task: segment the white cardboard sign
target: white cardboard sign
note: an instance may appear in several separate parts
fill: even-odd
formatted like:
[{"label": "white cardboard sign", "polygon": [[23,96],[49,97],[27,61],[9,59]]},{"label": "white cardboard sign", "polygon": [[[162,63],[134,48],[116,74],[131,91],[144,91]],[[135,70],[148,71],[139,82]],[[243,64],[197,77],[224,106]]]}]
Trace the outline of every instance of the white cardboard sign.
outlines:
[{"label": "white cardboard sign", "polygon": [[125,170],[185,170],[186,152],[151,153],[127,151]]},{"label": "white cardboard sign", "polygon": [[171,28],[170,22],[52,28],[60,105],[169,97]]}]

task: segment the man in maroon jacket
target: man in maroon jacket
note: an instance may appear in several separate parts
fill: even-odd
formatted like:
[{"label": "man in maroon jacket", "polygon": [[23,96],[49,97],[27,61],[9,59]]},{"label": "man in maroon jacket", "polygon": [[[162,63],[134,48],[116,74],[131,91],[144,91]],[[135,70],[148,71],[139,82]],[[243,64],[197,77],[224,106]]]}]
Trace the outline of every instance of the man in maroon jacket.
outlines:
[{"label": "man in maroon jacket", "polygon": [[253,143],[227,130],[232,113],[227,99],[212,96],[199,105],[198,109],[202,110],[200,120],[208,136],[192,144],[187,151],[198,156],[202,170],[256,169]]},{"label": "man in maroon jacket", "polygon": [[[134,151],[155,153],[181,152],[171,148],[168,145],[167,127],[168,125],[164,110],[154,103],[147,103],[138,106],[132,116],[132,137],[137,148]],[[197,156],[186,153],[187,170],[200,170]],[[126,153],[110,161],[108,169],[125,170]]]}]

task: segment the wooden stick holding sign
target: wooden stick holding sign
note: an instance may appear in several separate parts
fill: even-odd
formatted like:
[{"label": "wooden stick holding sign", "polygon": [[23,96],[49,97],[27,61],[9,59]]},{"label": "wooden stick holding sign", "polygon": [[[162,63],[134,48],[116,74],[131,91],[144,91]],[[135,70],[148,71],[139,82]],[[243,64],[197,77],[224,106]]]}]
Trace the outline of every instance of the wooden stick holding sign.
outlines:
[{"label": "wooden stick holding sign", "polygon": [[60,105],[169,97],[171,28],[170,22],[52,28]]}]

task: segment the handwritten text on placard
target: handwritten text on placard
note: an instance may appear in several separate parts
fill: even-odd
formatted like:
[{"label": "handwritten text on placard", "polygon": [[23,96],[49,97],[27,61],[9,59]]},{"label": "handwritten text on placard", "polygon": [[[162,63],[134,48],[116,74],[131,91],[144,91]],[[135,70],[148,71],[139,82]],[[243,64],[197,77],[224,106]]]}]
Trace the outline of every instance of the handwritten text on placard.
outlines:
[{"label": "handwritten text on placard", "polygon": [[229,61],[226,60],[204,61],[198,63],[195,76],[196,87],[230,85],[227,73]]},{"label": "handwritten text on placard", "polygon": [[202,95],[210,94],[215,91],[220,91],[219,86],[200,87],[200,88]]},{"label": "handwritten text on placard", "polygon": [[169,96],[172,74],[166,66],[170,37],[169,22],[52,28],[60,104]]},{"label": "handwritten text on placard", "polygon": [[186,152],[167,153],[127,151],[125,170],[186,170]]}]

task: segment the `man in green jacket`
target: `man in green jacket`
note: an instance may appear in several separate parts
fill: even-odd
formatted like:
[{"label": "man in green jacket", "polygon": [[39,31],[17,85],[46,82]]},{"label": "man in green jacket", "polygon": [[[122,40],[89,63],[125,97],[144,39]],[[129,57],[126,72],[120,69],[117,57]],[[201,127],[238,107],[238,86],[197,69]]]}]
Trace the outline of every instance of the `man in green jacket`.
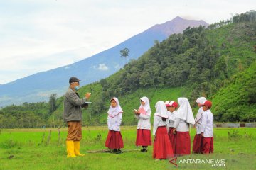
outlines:
[{"label": "man in green jacket", "polygon": [[70,86],[64,97],[63,120],[68,123],[68,136],[66,139],[67,157],[84,156],[80,153],[80,140],[82,139],[82,107],[90,97],[90,93],[86,93],[85,97],[80,98],[77,91],[79,82],[76,77],[70,77]]}]

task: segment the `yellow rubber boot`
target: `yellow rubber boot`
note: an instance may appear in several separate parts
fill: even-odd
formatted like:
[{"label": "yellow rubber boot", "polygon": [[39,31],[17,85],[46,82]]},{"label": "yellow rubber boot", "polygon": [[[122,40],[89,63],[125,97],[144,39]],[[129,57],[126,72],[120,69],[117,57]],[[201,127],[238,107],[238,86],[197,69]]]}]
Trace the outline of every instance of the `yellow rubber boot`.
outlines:
[{"label": "yellow rubber boot", "polygon": [[85,154],[81,154],[80,152],[80,141],[74,141],[74,146],[75,146],[75,154],[76,156],[85,156]]},{"label": "yellow rubber boot", "polygon": [[67,144],[67,157],[76,157],[75,154],[74,149],[74,141],[73,140],[66,140]]}]

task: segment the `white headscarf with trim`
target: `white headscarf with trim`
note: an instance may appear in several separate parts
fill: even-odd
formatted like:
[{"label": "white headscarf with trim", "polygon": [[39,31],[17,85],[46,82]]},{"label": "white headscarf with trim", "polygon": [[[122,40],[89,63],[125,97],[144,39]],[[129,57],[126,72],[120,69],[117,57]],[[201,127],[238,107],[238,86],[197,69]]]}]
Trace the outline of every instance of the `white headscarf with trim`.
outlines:
[{"label": "white headscarf with trim", "polygon": [[178,103],[180,106],[177,110],[176,118],[184,120],[191,125],[195,124],[191,106],[186,98],[178,98]]},{"label": "white headscarf with trim", "polygon": [[140,100],[141,101],[143,101],[144,103],[145,103],[145,105],[144,106],[142,106],[142,104],[141,104],[141,106],[139,106],[139,109],[140,108],[143,108],[144,110],[145,110],[145,111],[146,112],[147,110],[151,110],[151,108],[150,108],[150,104],[149,104],[149,98],[147,98],[147,97],[142,97],[141,98],[140,98]]},{"label": "white headscarf with trim", "polygon": [[117,103],[117,106],[114,108],[113,108],[110,105],[110,108],[109,108],[109,110],[107,111],[107,113],[110,117],[114,118],[114,116],[116,116],[119,113],[123,113],[123,110],[122,110],[122,109],[121,108],[121,106],[119,103],[119,101],[118,101],[117,98],[114,97],[114,98],[111,98],[110,101],[112,100],[115,101],[115,102]]},{"label": "white headscarf with trim", "polygon": [[155,107],[156,108],[156,110],[154,115],[168,118],[167,108],[164,101],[159,101],[158,102],[156,102]]}]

§ **Consignes de l'exercice**
Repérez chaque ligne ci-dessus qui contient le mot « segment », puis recopiez-la en entier.

§ **Réponse complète**
task: segment the white cardboard sign
task: segment the man in maroon jacket
task: segment the wooden stick holding sign
task: segment the handwritten text on placard
task: segment the `man in green jacket`
task: segment the `yellow rubber boot`
task: segment the `white headscarf with trim`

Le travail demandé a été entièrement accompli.